--- START Provided entries ---

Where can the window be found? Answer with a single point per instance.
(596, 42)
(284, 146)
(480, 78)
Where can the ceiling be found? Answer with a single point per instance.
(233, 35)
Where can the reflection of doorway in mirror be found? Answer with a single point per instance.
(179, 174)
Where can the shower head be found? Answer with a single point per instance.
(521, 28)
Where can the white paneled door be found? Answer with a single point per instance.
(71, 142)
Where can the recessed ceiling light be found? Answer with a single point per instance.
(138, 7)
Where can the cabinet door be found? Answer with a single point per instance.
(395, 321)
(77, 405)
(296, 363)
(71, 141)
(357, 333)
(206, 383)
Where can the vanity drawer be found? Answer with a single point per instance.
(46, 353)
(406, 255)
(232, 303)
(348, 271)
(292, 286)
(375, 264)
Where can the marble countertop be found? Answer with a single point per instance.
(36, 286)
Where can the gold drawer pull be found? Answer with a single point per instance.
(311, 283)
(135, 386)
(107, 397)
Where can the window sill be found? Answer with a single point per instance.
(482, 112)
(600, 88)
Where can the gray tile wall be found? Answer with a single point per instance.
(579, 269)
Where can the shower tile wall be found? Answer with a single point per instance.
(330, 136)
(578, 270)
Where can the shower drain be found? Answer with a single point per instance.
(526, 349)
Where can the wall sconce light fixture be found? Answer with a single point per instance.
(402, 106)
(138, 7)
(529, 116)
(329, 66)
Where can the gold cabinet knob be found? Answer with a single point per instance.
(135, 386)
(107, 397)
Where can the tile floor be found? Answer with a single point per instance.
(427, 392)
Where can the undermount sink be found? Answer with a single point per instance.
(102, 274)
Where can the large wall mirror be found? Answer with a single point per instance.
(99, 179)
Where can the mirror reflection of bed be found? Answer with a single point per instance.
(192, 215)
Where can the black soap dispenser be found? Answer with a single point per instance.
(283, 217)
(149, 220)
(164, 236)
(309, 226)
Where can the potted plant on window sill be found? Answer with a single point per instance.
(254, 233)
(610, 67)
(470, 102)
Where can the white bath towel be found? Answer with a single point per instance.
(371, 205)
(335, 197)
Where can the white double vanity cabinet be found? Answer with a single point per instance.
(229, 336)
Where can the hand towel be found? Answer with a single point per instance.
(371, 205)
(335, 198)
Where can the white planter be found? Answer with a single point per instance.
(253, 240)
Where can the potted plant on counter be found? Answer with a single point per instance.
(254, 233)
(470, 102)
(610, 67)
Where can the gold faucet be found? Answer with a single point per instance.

--- END Provided entries ---

▸ What the task requires
Present every line of the items above as a numbered list, omitting any blank lines.

▸ Complete output
1. Where can the window be found? Answer with a single point per instance.
2. (596, 42)
3. (284, 146)
4. (480, 78)
5. Where can the ceiling be found? Answer with a single point per instance.
6. (233, 35)
7. Where can the reflection of doorway in mirror be found? Answer with a single point per instance.
8. (179, 174)
9. Where can the shower head be found? Answer with a single point per instance.
10. (521, 28)
11. Where can the white paneled door be found? Answer with a single point per instance.
12. (71, 142)
13. Where can the recessed ceiling light be found? Answer with a single point per instance.
14. (138, 7)
15. Where can the cabinet door be found? Answer with a single point per instance.
16. (395, 321)
17. (77, 405)
18. (296, 363)
19. (71, 141)
20. (357, 333)
21. (206, 383)
22. Where can the vanity drawer be found? Answer with a single point per instance.
23. (46, 353)
24. (406, 255)
25. (232, 303)
26. (348, 271)
27. (292, 286)
28. (375, 264)
29. Where can the marble countertop be found? Answer with a single point per instance.
30. (36, 286)
31. Where can the gold drawer pull be found? Answer with a single point per instance.
32. (311, 283)
33. (135, 386)
34. (107, 397)
35. Where can the window sill be found? Answer with a single point per instance.
36. (482, 112)
37. (600, 88)
38. Where can the gray tile wall be found? Answer with a single point per instance.
39. (579, 269)
40. Where can the shower tile wall be found? Answer with a single point per instance.
41. (330, 136)
42. (578, 270)
43. Where can the shower drain be found? Answer with a single point per instance.
44. (526, 349)
45. Where can the wall sconce light fixture be found? Answer with a single point per instance.
46. (402, 106)
47. (138, 7)
48. (529, 116)
49. (329, 66)
50. Where can the gold cabinet knob be found? Answer with a single point per instance.
51. (135, 386)
52. (107, 397)
53. Where can the tile floor be found? Answer with a single point per instance.
54. (427, 392)
55. Where can the undermount sink be found? Answer with a single point per instance.
56. (102, 274)
57. Where can the large wall mirror be found? Answer with a single point per instance.
58. (99, 179)
59. Where can the mirror reflection of bed be found? Answer with a single point per instance.
60. (192, 215)
61. Where can the black soap dispenser be found? Answer with a single point per instance.
62. (283, 217)
63. (149, 220)
64. (164, 236)
65. (309, 226)
66. Where can the potted plant on window sill be found? Answer with a single point per instance.
67. (254, 233)
68. (610, 67)
69. (470, 102)
70. Where can the white bath towel be found? Answer with a single point per instance.
71. (371, 205)
72. (335, 197)
73. Where can the white double vanity cabinet be found? Answer with a single point per instance.
74. (229, 336)
75. Where can the hand towel be found? Answer with a single point per instance.
76. (371, 205)
77. (335, 198)
78. Where can the white planter be found? Answer with a single point per instance.
79. (253, 240)
80. Where can the potted plant on counter be found? Answer with a single point per instance.
81. (254, 233)
82. (470, 102)
83. (610, 67)
84. Where can the gold faucet be found? Answer with a single point per instance.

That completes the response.